What you will do:
A – Decide whether each statement agrees with the opinion piece on Stephens: (i) the 2005 paper it cites is titled "Natural History of Ashkenazi Intelligence"; (ii) the writer treats the objection to Stephens as ordinary political disagreement; (iii) the writer holds that disagreement stays useful only when done in good faith. For each, answer yes or no and quote the deciding words.
B – In the opinion piece on Stephens, list every role the writer gives for "We" in the sentence beginning "We, as future academics".
C – Carry on the opinion piece about Stephens, starting after its final sentence.

Provided text:
But king among all of these was the “Secret of Jewish Genius” piece, which incurred a firestorm after it cited a 2005 paper, “Natural History of Ashkenazi Intelligence” which was co-written by a University of Utah professor with a long history of white nationalism and anti-Black sentiments. It’s a classic case of supremacist rhetoric and was rightly condemned at the time.
This isn’t a case of ideological acceptance or discursive breakdowns. I despise Stephens because he has demonstrated a pattern of opinions that transcend political disagreement. I refuse to “hear out” someone who passively legitimizes rhetoric that leads to irreparable damage to our social fabric. The greatest problem in political discourse is that people like him, who bend the truth so it lies flush with their worldview, cannot understand the distaste that others have for their opinions.
Basically, I reserve the right to tell someone to shut up if they can’t see an issue with invoking eugenicist rhetoric in their pop-science article. Especially when that person’s brand is founded in their education and rhetorical prowess.
We, as future academics, leaders, researchers––whatever you want to call us––are entering one of the most uncertain political, social and environmental climates in recent history. There is no more room for people like Stephens, who refuse to recognize their own shortcomings, to ask us to reopen the lines of conversation in America. We should not be asked to take cues from vain ideologues who disdain the state of the public arena, and rely on half-truths and vapid argumentation as a way to keep the lingering strains of their outdated opinions alive.
The utility of disagreement is only maintained if we all do so in good faith, and I don’t think many who parrot Stephens’ points fall into that category. Those who complain about echo chambers and “islands of ideology” are the ones that continue to make ill-conceived arguments while searching desperately for any explanation of their poor reception other than that they are simply wrong.

Material provided:

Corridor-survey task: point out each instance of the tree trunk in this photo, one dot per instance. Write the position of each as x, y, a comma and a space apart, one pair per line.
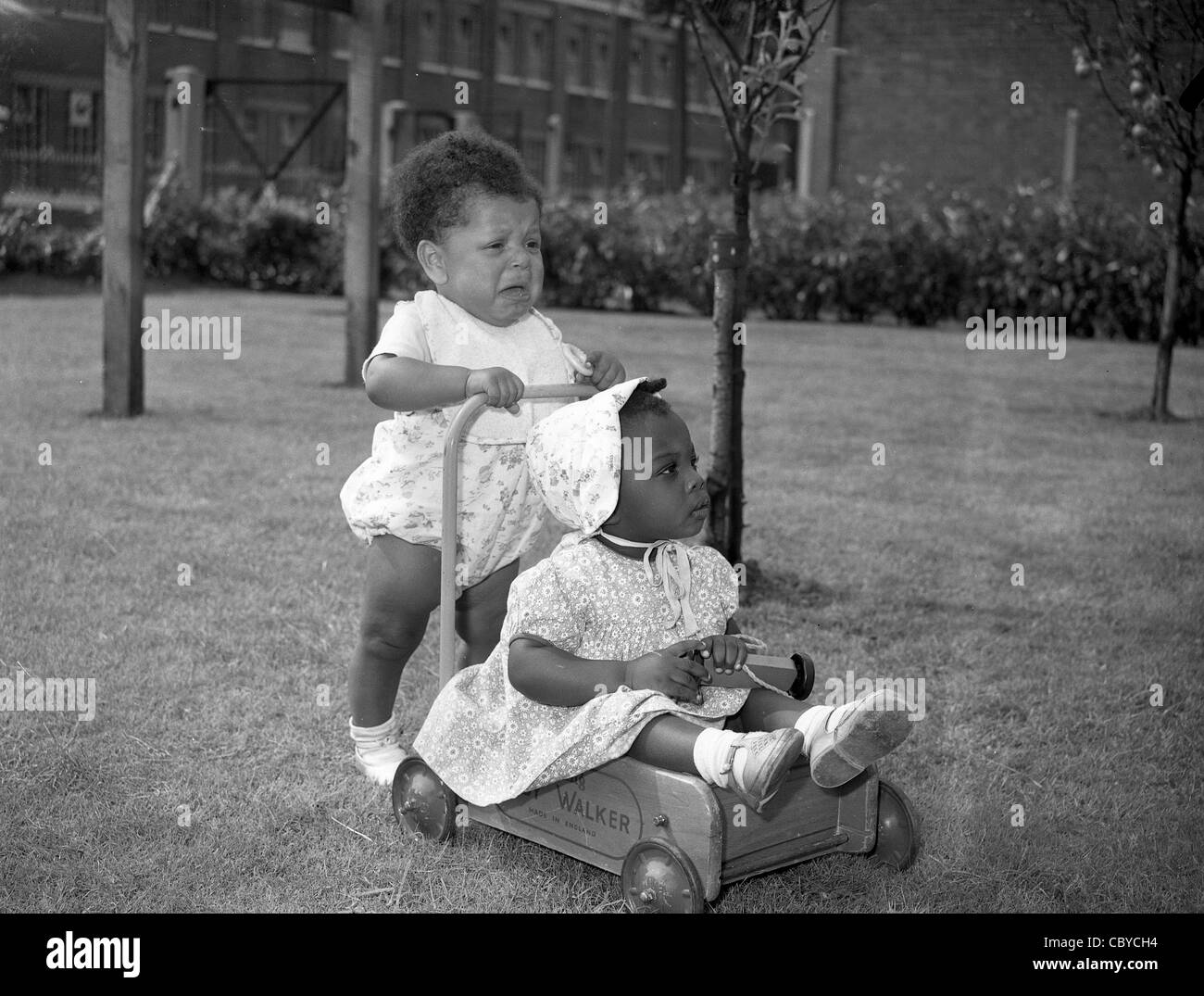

Answers to the exercises:
A –
(i) Yes: "it cited a 2005 paper, “Natural History of Ashkenazi Intelligence”"
(ii) No: "he has demonstrated a pattern of opinions that transcend political disagreement"
(iii) Yes: "The utility of disagreement is only maintained if we all do so in good faith"

B – academics, leaders, researchers

C –
Stephens isn’t the only high-profile author complicit in this phenomenon; there are bad-faith attempts to criticize modern discourse across the entire ideological spectrum. The Columbia Journalism Review has been forced to regularly address op-ed issues now, because of just how many mistaken pieces are published these days by reputable authors. But I’m picking on Stephens in particular because I am in disbelief at the irony of Cowen’s citation of his piece.
How could Cowen, in the face of what Stephens has shown to be his brand, continue to promote the journalist’s thoughts on disagreement? I’m not saying Cowen should have “cancelled” Stephens or whatever you choose to call it, but all I see is a failure to do research. There are definitely better, more accurate pieces on the nature of disagreement than those written by demonstrated bigots.
Given the timing, what with an impeachment trial happening over in Washington, I imagine Cowen’s piece was intended to provide some insight so we can better make sense of the current political climate. But intentions are only worth so much. The realm of public discourse can’t help us so long as people like Stephens rely on wonky epistemology to justify their political theory.
I realize that there is a vague irony that underlies all of this. Cowen’s point was to say that discourse is too heated and that if we let our biases override our intellect, we can’t progress as a society. I totally get that, and agree that, too often, our public discourse resembles what you see from debate kids who only prepared the night before.
But I’ll be damned if I’m expected to take notes from Bret Stephens on how to conduct myself. His contributions to public reason have been objectively net negative. I will dispute him until the day I die, and I will not be courteous about it until he demonstrates some responsibility.
Gmail gives you the chance to call back an email shortly after it’s sent, and for this week’s Thinking Out Loud, I really wish Cowen had used it.